--- EXTRACTED ENTRIES ---
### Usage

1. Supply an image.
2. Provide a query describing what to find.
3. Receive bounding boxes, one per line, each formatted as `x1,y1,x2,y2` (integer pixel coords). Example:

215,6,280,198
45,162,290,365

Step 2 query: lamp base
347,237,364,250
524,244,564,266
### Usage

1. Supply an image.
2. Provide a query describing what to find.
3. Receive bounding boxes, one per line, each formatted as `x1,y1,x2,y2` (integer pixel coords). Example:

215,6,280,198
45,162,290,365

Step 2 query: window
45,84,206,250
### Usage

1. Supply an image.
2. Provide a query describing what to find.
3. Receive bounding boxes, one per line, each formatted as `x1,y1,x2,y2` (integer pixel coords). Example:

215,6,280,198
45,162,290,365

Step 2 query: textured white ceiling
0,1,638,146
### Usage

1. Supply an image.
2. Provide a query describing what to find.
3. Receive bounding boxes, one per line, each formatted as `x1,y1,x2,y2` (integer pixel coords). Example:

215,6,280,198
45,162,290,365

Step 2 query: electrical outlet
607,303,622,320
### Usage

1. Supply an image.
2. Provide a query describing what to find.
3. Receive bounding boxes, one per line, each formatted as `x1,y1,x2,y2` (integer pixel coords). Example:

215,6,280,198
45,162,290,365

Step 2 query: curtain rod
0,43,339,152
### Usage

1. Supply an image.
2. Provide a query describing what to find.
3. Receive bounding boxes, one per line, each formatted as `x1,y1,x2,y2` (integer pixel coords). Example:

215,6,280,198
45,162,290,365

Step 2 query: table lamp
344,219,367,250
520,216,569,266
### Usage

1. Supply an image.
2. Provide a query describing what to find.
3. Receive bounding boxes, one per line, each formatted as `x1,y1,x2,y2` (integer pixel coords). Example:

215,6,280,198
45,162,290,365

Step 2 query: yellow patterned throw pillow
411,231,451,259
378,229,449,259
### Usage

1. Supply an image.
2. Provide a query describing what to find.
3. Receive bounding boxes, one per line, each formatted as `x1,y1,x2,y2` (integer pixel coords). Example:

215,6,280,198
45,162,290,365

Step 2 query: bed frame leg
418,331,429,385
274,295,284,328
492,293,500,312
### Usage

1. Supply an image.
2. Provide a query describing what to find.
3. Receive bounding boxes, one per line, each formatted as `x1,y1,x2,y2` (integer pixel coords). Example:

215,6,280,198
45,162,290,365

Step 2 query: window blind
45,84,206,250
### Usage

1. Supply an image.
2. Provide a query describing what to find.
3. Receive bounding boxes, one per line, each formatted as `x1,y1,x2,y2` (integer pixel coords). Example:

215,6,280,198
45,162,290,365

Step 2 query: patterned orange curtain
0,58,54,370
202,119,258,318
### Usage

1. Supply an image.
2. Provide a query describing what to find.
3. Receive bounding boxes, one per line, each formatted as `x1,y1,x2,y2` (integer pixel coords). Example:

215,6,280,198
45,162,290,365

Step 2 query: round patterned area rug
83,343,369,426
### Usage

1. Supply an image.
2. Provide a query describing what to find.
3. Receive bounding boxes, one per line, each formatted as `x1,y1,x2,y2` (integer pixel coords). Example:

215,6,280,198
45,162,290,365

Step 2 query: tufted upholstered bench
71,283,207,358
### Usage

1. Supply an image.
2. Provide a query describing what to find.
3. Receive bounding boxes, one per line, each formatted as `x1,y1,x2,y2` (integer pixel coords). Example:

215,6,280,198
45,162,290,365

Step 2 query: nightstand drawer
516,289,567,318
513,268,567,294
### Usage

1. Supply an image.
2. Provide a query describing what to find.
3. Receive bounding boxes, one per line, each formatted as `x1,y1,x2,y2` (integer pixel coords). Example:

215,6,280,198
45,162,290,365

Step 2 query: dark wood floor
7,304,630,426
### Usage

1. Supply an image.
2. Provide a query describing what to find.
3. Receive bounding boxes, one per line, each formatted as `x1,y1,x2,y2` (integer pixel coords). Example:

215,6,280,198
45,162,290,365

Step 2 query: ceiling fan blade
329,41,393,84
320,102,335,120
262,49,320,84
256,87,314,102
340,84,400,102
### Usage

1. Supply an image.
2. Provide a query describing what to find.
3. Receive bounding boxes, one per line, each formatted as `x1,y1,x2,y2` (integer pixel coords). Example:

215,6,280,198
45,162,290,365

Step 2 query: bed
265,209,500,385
---
**EXERCISE DIRECTIONS:**
Quote each line of the data above exactly as written.

**TASK RESPONSE:**
### Usage

1. Supply an image.
2. Provide a query describing what to find.
3. Receive bounding boxes, one per line, each formatted as `x1,y1,x2,y2` (integer pixel coords). Example:

215,6,280,198
45,162,290,365

Step 2 query: lamp base
347,237,364,250
524,244,564,266
### Usage

1. Supply an image.
2. Provide a query describing what to find.
3. Receive bounding boxes, one per line, each formatted as `x1,y1,x2,y2` (integer pixel coords). Example:

215,6,280,198
45,162,290,365

Step 2 query: window
45,84,206,250
### Usage

1. Supply an image.
2. Provide a query describing what to find.
3. Receive bounding boxes, one per line, each formatted as `x1,y1,x2,y2` (integer pixel coords). Example:

215,6,280,198
45,162,290,365

Step 2 query: textured white ceiling
0,1,638,146
### Usage

1. Supply an image.
2. Provide a query describing what to find.
3. Receive bounding boxes, one per line, each formatted as `x1,y1,x2,y2` (integer pixel coords). Example:

215,6,280,198
45,162,290,365

Step 2 query: electrical outlet
607,303,622,320
### Usage

1. Supply an image.
2. Provide a query describing what to find.
3. Receive bounding boxes, one per line, each formatted as `x1,y1,x2,y2` (integer pixel coords). Example:

215,6,280,198
45,162,290,365

Step 2 query: curtain rod
0,43,339,152
### Usage

1. Supply an image.
2. Provide a query describing what to find.
3. Receive bounding boxes, one per line, each formatted as `x1,y1,x2,y2` (integer pixel coords). Example:

215,6,280,198
45,162,290,365

Step 2 query: table lamp
344,219,367,250
520,216,569,266
### Usage

1. Supply an image.
2. Provide a query describing what to find.
3. Receive bounding boxes, one per line, each formatted as `x1,y1,x2,y2` (integer pixel coords). Example:

215,6,280,198
45,162,290,365

Step 2 query: yellow patterned throw pillow
411,231,451,259
378,229,449,259
### Usage

1. Supply an image.
2. Provide a query describing what to find.
3. Receive bounding boxes, one per line, each formatted as `x1,y1,x2,y2` (integer pixel coords). Example:

215,6,280,198
45,162,290,365

Step 2 query: bed frame leg
418,331,429,385
274,295,284,328
492,293,500,312
### Usage

1. Supply an image.
2. Provide a query describing what to find.
3. Receive bounding boxes, one per line, each formatted as `x1,y1,x2,y2` (integer pixel coords). Example:

215,6,280,198
45,162,290,365

Step 2 query: window blind
45,84,206,250
### Usage

1. Supply an image.
2. Provide a query describing what to find.
3. Receive bounding boxes, one per line, each formatted as `x1,y1,x2,y2` (integer pixel coords). Example:

215,6,280,198
45,162,290,365

Step 2 query: patterned orange curtain
0,58,54,370
202,119,258,318
### Usage

1. Supply an image.
2. Provide a query describing what to find.
3. Receive bounding boxes, one per line, each formatted as `x1,y1,x2,y2` (integer pixel coords). Example:

215,6,280,198
45,162,290,365

Step 2 query: round patterned area rug
83,343,369,426
### Usage

1. Supply an image.
2. Provide a query describing what to find.
3. Receive bounding boxes, one per line, each formatted as `x1,y1,x2,y2` (integer pixel coords). Example:

215,6,280,198
45,162,290,365

Step 2 query: tufted upholstered bench
71,283,207,358
### Usage

1. Supply an image.
2. Provide a query describing what to find.
3. Receive bounding boxes, one per line, each formatted as `x1,y1,x2,y2` (integer pixel coords). Example:

215,6,280,198
45,162,290,365

Step 2 query: nightstand drawer
516,289,567,318
513,268,567,294
### Usage

1. Supply an image.
2. Provide a query describing what to find.
3. Receive bounding boxes, one per line, each formatted as `x1,y1,x2,y2` (integer pixel coords). Example:

215,6,280,198
45,162,290,365

Step 2 query: dark wood floor
7,304,630,426
### Usage

1. Supply an image.
2. Provide a query describing what to find.
3. Receive bounding boxes, one per line, each formatted as `x1,y1,x2,y2` (integer pixel coords). Example:

215,6,280,198
45,162,290,365

Step 2 query: ceiling fan blade
329,41,393,84
320,102,335,120
262,49,320,84
256,87,314,102
340,84,400,102
### Usage

1. Supply an image.
2. Provide a query describing what to find.
3. Receive bounding boxes, one per line, each formatted as `x1,y1,x2,y2` (integer pixel coords). Example:

215,6,280,198
45,162,290,365

Step 2 query: bed
265,209,500,385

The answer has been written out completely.